Werner's Blog — Opinion, Analysis, Commentary
Automotive innovation
2014 BMW i8

If you like sporty cars, do you like the look of the one above? Would you consider buying it at the bargain price of C$145,000? And if I told you that it can accelerate from 0 to 100 km/h in 4.4 seconds and has a top speed of 250 km/h, would that impress you? And that it can mobilize 362 horsepower to propel it? And now for the tough part. Can you accurately guess the fuel economy (mileage) you will get from this car?

  1. ❑   2.1 litres/100km (112 mpg)?
  2. ❑   6.5 litres/100km (36 mpg)?
  3. ❑   9.1 litres/100km (26 mpg)?
  4. ❑   11.1 litres/100km (21 mpg)?
  5. ❑   15.7 litres/100km (15 mpg)?

I could not resist the temptation to adorn my blog with a picture of an innovative German-engineered car. The vehicle pictured above is the 2014 model of the BMW i8, a hybrid-electric vehicle. Not to be outdone by nascent Tesla Motors, BMW has come up with a vehicle that is both visually stunning and environmentlly pleasing. Now, if they could just lower the price by about $100,000, please.
____
Stated task 1> List every fuel economy option that the BMW i8 post offers the reader to choose from, in both units.
Stated task 2>
Answer these from the BMW i8 post:
(a) What price does it quote for the car?
(b) How much horsepower can the car mobilize?
(c) What type of vehicle does it say the 2014 BMW i8 is?
Stated task 3> Write a continuation of the BMW i8 post, picking up after its final sentence.
The data after this point isn't needed.

Provided data>
____
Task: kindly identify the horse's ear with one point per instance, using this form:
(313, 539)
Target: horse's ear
____
Right answer 1>
2.1 litres/100km (112 mpg)
6.5 litres/100km (36 mpg)
9.1 litres/100km (26 mpg)
11.1 litres/100km (21 mpg)
15.7 litres/100km (15 mpg)

Right answer 2>
(a) C$145,000
(b) 362 horsepower
(c) A hybrid-electric vehicle

Right answer 3>
In a previous blog, Our automotive future?, I had showcased the Volkswagen XL1 concept car. Unlike the XL1, the BMW i8 is hitting the market for real. Even though it is not winning a price for most-affordable car, it is on sale around the world.

Now for the answer to my question: if you checked "b", "c", "d", or "e", you were fooled by the looks of the car. As a plug-in hybrid-electric vehicle, the car achieves an astounding fuel economy of just 2.1 liters per 100 kilometres. The car has a 98-kilowatt electric motor that is supported by a 1.5-litre turbocharged gas engine with three cylinders.

Measuring fuel economy for hybrid-electric vehicles remains a bit of a challenge, however. European manufacturers test their vehicles with a standard known as the New European Driving Cycle (NEDC). The United States Environmental Protection Agency uses a different cycle to test fuel economy, and comes out somewhat less favourable. It lists it as 76 mpg (3.1 L/100km) in combined mode, and 28 mpg (8.4 L/100km) in gas-only mode.

It should be noted that the Tesla Model S provides slightly better acceleration and comes at roughly $64,500 for the cheapest version. The top model of the Tesla has a range of 460 km. The BMW i8 has an all-electric range of merely 25-35 km, but a combined total range of 600 km. This alleviates "range anxiety" of drivers. Neverthless, the challenge with charging remains perhaps one of the bigger obstacles to adopting electric vehicles and plug-in hybrid vehicles. BMW estimates the charging time at 2-2.5 hours.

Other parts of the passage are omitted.